Image point grounding data:
******
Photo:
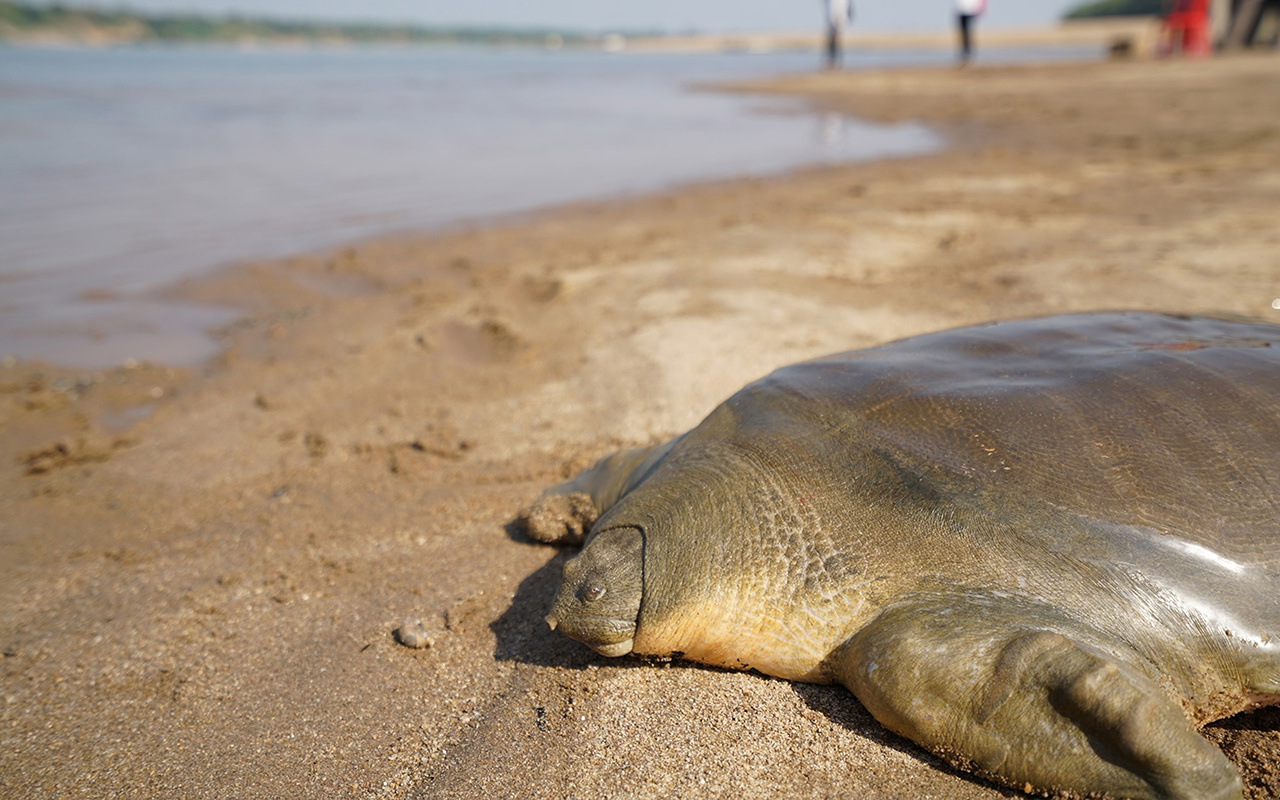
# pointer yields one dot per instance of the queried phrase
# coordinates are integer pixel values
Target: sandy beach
(202, 570)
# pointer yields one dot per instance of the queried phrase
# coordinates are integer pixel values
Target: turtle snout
(599, 598)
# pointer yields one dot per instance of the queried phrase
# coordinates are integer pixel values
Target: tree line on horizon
(1116, 8)
(24, 18)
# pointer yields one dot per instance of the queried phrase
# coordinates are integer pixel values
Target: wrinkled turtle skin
(1047, 551)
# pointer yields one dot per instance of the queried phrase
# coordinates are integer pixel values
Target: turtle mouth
(604, 635)
(615, 650)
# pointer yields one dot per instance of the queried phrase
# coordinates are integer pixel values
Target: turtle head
(599, 598)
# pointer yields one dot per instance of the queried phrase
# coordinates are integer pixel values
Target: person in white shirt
(839, 12)
(968, 10)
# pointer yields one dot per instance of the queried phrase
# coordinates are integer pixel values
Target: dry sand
(201, 603)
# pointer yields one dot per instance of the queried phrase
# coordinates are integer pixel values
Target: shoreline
(205, 598)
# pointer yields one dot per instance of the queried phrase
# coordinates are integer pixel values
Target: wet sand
(200, 602)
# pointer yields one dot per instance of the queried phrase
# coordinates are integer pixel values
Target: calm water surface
(123, 170)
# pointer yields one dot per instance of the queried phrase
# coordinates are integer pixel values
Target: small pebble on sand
(411, 634)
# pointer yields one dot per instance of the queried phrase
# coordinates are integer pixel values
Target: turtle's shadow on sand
(842, 708)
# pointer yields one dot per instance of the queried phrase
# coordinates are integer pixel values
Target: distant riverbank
(60, 26)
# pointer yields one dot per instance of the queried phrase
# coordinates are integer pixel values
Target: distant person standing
(968, 12)
(839, 13)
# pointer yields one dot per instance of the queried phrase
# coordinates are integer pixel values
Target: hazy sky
(604, 14)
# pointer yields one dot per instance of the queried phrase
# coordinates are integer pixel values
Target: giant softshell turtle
(1045, 549)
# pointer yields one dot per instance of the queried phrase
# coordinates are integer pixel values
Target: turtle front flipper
(1031, 707)
(566, 512)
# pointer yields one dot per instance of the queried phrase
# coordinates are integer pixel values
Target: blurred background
(144, 146)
******
### Task prompt
Output, exactly, all the records above; include no pictures.

### Task response
Photo:
# pointer yields one dot per instance of the queried phrase
# coordinates are integer pixel values
Target: sandy beach
(202, 570)
# pointer yields one dot per instance of the queried phrase
# coordinates are integer pixel values
Target: turtle snout
(599, 598)
# pointer yields one dot per instance of the queried phrase
# coordinates are integer pixel values
Target: tree line on horizon
(1116, 8)
(24, 18)
# pointer yields one dot per instance of the queried phrase
# coordinates are integer pixel values
Target: wrinkled turtle skin
(1047, 551)
# pointer yields one dot per instance of the queried phrase
# coordinates are integer pixel values
Target: turtle mouth
(604, 635)
(615, 650)
# pointer yields one dot per instance of the queried phrase
# coordinates are integer pixel values
Target: turtle head
(599, 598)
# pointer yields one dot per instance of the queried phrase
# coordinates are integer pixel values
Target: person in white shirt
(839, 12)
(968, 10)
# pointer yields one dot per instance of the queried phrase
# coordinates are integer pixel values
Target: dry sand
(201, 603)
# pointer yields one dot per instance of the queried phrase
# coordinates are integer pixel values
Target: shoreline
(205, 598)
# pointer yields one dot per instance of the queried phrase
# coordinates are integer pixel values
Target: wet sand
(200, 602)
# pointer yields one dot per instance of the queried phrase
# coordinates are integer pixel values
Target: calm water surface
(123, 170)
# pointer yields one dot per instance of the queried phrase
# coordinates are integer pixel values
Target: small pebble on sand
(411, 634)
# pointer yields one dot per instance of the queried phrase
# coordinates are integer pixel values
Target: turtle's shadow on sand
(842, 708)
# pointer yields one dot per instance of the queried phrase
# coordinates are integer pixel values
Target: distant riverbank
(60, 26)
# pointer yields one dot per instance of the queried phrase
# coordinates are integer pixel values
Target: distant person standing
(968, 12)
(839, 13)
# pointer yields one dot per instance of the queried phrase
# coordinates are integer pixel values
Target: hazy sky
(604, 14)
# pointer yields one dot per instance of the queried phrase
# coordinates are integer pixel values
Target: giant softshell turtle
(1045, 549)
# pointer yields one dot per instance of the queried phrase
# coordinates are integer pixel values
Target: turtle front flipper
(1031, 707)
(566, 512)
# pointer yields one dot per instance of the queried phrase
# coordinates are integer pixel values
Target: blurred background
(144, 146)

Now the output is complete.